- _REQUIRED ACTION 1_
List every post date shown on the blog page.
- _REQUIRED ACTION 2_
From the blog page, copy the passage between "Friday, February 29, 2008" and "is it Pintoes?)", inclusive.

- _PAGE EXCERPT_
+--

Poor Man's Version

Can't afford it? Not a problem.

Friday, February 29, 2008

Can't sleep. Must blog.

Random thoughts swimming in my head.

So I had a meeting today that went better than expected. It looks like a show that I am helping to create has passed the first round of pitches and is going into the 2nd and final round on Monday. I'm working on a title. So far I've got...well, you'll just have to wait for that. If it makes it onto the TV, you're gonna have to subscribe to the channel. As of now I think there are 14 subscribers.

The owners of the Ferrari Driving School have the last name of Pinto.

I'm picking up my ukulele again after abandoning all music for well over a year. After I get my fingers limbered up on the uke, I'll move back to the guitar. Then I will upload tons of witty, silly songs that I wrote about the Ferrari Driving School and those fabulous Pintos. (or is it Pintoes?)

Apparently I'm the callback king right now, but the only thing I booked was a student film. Student films suck because they only film in the winter (in order to have a completed movie for the spring). You are hearing it from me now - no more student films. I don't need any more student footage for my reel. What I do need is a freakin' break and a L&O credit. Who's mother do you have to blow to get on any one of those three shows?

I was on 1st refusal for a job in Orlando this week. Didn't get it. I'm on 1st refusal for a job in Miami next week. I'd like to be warm for a while.

Playing the ukulele after a year off makes your fingers tingle.

Wednesday, February 27, 2008

Tina Majorino is the poor man's Jena Malone




Don't cry, Jena. You won.


I'd like to thank Mr. Heaney over at Heaneyland for bringing this to my attention. One of the greatest ideas I've seen in a long time.
Garfield Minus Garfield

Monday, February 25, 2008

My Oscar re-cap is the poor man's everyone else's Oscar re-cap



We had a few friends over for Oscar night. Here are the highlights...

I wore Michael Morgan, and then Old Navy (I'll explain in a sec).
A friend of ours works for Vanity Fair, and since they weren't having their party this year, we got a few of their treats (chocolte Oscars and engraved[?] apples - see photo).
We set up an Oscar pool at $5 a pop. The tie-breaker question: what time will the first mention of the Writers' Strike happen. My brother and I got it at 8:32 ET (with about 6 seconds to spare).

+--

- _DATA EXCERPTS_

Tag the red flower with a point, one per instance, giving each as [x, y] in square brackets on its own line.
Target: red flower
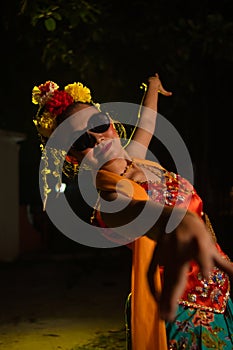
[59, 102]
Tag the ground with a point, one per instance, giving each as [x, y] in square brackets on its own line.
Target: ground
[67, 302]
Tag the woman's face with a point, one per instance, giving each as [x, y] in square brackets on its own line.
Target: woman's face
[96, 138]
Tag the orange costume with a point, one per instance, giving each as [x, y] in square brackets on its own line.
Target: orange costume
[148, 331]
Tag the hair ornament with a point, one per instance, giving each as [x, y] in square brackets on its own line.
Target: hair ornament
[52, 102]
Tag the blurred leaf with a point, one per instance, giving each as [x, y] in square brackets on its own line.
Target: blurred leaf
[50, 24]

+--

- _RESPONSE 1_
Friday, February 29, 2008
Wednesday, February 27, 2008
Monday, February 25, 2008

- _RESPONSE 2_
Friday, February 29, 2008

Can't sleep. Must blog.

Random thoughts swimming in my head.

So I had a meeting today that went better than expected. It looks like a show that I am helping to create has passed the first round of pitches and is going into the 2nd and final round on Monday. I'm working on a title. So far I've got...well, you'll just have to wait for that. If it makes it onto the TV, you're gonna have to subscribe to the channel. As of now I think there are 14 subscribers.

The owners of the Ferrari Driving School have the last name of Pinto.

I'm picking up my ukulele again after abandoning all music for well over a year. After I get my fingers limbered up on the uke, I'll move back to the guitar. Then I will upload tons of witty, silly songs that I wrote about the Ferrari Driving School and those fabulous Pintos. (or is it Pintoes?)